__What the task requires__:
After locating the line that contains "Target: grass lawn" in the following entries, reproduce it and each later line exactly, including the last.

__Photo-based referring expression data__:
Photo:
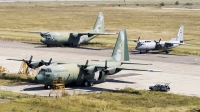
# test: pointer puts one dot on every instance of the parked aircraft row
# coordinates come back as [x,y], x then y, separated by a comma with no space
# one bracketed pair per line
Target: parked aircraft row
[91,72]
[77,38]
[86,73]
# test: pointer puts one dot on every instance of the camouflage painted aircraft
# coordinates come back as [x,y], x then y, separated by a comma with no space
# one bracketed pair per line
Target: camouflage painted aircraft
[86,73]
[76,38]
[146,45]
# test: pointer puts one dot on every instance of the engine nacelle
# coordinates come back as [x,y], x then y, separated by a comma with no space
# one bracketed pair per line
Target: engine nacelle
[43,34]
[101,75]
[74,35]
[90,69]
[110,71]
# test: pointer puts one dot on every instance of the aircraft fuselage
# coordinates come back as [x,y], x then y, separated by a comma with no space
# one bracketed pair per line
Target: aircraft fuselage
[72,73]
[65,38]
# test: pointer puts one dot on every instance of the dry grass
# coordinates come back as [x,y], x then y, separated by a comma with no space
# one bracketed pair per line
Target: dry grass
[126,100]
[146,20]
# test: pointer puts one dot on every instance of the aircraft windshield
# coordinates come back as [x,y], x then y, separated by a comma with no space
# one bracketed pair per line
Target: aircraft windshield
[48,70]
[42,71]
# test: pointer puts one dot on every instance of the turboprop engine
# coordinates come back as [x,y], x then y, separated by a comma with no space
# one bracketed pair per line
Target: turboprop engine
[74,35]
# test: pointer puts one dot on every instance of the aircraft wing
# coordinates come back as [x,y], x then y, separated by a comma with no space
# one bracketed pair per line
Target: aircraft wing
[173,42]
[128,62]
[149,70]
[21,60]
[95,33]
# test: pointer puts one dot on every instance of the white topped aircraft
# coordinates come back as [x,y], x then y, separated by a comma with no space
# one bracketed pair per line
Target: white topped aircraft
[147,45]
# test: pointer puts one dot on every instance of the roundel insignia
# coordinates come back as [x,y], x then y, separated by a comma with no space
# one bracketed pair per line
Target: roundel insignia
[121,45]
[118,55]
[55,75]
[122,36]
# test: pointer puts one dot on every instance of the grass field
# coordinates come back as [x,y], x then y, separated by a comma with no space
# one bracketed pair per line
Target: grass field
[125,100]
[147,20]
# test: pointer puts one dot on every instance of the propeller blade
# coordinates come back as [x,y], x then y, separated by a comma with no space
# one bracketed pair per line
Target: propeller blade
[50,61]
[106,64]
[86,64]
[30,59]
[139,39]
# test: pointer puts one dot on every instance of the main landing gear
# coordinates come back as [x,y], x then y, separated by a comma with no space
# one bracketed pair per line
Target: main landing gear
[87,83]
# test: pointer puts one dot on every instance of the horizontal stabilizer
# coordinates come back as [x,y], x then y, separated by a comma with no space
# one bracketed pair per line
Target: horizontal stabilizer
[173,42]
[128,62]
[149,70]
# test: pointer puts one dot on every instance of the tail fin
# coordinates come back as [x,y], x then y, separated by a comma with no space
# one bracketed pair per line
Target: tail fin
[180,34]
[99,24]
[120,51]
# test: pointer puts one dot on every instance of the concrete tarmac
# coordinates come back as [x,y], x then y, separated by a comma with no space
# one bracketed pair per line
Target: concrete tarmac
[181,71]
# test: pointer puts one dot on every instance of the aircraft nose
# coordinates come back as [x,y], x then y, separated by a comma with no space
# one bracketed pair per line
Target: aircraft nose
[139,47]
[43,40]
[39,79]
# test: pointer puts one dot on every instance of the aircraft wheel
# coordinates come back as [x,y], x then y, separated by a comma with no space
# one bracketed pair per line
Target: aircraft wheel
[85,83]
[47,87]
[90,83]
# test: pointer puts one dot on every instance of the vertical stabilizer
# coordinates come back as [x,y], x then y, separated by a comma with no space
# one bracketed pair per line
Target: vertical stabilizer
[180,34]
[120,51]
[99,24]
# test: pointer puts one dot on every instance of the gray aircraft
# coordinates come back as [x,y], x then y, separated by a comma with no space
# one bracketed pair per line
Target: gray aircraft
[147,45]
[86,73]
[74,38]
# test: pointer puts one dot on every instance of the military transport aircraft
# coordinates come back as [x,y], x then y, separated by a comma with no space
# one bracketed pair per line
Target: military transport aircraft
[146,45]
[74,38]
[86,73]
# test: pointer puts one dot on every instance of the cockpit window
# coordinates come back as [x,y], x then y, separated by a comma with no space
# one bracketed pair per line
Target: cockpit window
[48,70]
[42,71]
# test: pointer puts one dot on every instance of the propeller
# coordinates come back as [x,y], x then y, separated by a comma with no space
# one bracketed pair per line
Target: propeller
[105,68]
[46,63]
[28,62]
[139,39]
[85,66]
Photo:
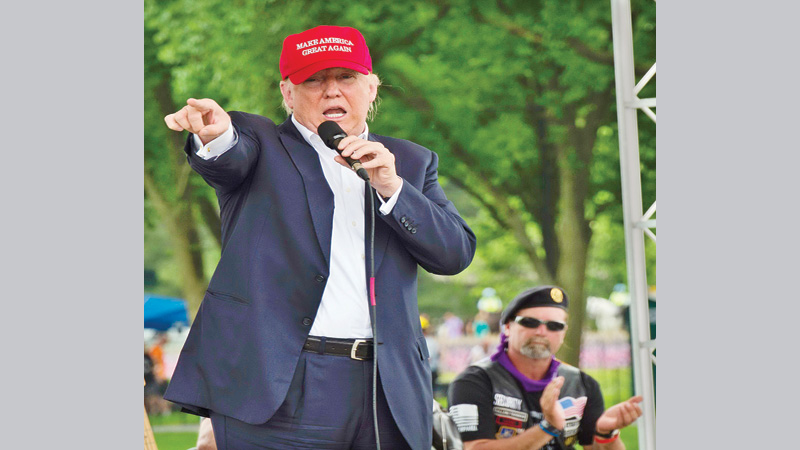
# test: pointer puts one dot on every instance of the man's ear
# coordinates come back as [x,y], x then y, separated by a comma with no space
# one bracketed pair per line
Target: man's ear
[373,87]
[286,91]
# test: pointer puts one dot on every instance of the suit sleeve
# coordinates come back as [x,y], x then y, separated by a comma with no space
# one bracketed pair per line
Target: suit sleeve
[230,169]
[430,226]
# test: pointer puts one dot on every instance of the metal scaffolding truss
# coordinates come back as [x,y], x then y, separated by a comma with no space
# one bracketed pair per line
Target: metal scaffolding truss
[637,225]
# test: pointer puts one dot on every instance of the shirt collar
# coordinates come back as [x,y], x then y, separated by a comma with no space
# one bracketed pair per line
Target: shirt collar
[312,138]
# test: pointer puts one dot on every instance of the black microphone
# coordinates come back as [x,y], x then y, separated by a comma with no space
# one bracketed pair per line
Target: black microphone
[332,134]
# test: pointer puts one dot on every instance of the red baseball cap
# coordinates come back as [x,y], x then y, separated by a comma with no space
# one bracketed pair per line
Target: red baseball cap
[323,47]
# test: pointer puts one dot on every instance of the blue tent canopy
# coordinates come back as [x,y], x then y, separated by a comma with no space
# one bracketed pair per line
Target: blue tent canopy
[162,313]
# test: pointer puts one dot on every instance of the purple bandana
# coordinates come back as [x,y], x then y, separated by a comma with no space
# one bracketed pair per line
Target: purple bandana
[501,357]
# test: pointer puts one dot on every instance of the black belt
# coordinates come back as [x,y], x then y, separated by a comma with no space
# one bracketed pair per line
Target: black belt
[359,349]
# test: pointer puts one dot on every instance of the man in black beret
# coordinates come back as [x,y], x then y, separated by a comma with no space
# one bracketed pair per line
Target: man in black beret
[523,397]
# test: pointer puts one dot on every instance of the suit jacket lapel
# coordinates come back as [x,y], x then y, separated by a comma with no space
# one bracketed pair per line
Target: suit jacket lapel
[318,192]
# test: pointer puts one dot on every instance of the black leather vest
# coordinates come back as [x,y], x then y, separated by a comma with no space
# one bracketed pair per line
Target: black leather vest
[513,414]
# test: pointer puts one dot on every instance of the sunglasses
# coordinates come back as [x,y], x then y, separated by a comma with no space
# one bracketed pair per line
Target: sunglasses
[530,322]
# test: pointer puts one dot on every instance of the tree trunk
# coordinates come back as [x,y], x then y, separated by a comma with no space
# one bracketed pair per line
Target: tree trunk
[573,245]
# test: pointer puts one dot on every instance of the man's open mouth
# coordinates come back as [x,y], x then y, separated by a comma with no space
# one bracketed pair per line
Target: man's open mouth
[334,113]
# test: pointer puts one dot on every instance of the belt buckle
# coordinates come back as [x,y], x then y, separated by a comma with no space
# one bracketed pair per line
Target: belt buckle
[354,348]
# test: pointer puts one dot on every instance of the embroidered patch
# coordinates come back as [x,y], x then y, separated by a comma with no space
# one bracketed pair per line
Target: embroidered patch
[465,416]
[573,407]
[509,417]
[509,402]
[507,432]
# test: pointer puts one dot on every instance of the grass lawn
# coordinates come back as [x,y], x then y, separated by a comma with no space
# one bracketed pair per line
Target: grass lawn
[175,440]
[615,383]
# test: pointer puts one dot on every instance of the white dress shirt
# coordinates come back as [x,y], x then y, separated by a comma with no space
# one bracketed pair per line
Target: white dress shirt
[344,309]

__Response box__:
Target: grass lawn
[175,440]
[615,383]
# test: pointer puts one dot on every instance of the white dress shirt
# coordinates come back as [x,y], x then y, separated by a comma with no space
# one bracketed pair per line
Target: white dress shirt
[344,309]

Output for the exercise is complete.